──────── MATERIAL FOR THIS TASK ────────

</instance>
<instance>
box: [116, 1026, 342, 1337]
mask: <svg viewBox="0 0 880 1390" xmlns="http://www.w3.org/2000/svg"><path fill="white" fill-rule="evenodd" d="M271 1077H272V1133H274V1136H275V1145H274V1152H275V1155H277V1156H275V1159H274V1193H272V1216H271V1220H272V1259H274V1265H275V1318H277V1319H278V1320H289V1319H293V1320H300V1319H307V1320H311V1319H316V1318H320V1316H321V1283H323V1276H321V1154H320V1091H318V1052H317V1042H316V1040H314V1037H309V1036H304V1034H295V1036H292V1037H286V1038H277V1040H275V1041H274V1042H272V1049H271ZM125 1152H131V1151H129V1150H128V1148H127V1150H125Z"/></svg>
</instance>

────────

§ EXERCISE PROMPT: Each entry is to be returned in full, character for character.

§ ANSWER:
</instance>
<instance>
box: [116, 1026, 342, 1337]
mask: <svg viewBox="0 0 880 1390" xmlns="http://www.w3.org/2000/svg"><path fill="white" fill-rule="evenodd" d="M271 1077H272V1133H274V1136H275V1145H274V1152H275V1155H277V1156H275V1159H274V1193H272V1216H271V1220H272V1259H274V1265H275V1318H277V1319H278V1320H289V1319H293V1320H300V1319H307V1320H311V1319H316V1318H320V1316H321V1283H323V1276H321V1154H320V1091H318V1052H317V1042H316V1040H314V1037H309V1036H304V1034H295V1036H292V1037H286V1038H277V1040H275V1041H274V1042H272V1049H271ZM125 1152H131V1151H129V1150H128V1148H127V1150H125Z"/></svg>
</instance>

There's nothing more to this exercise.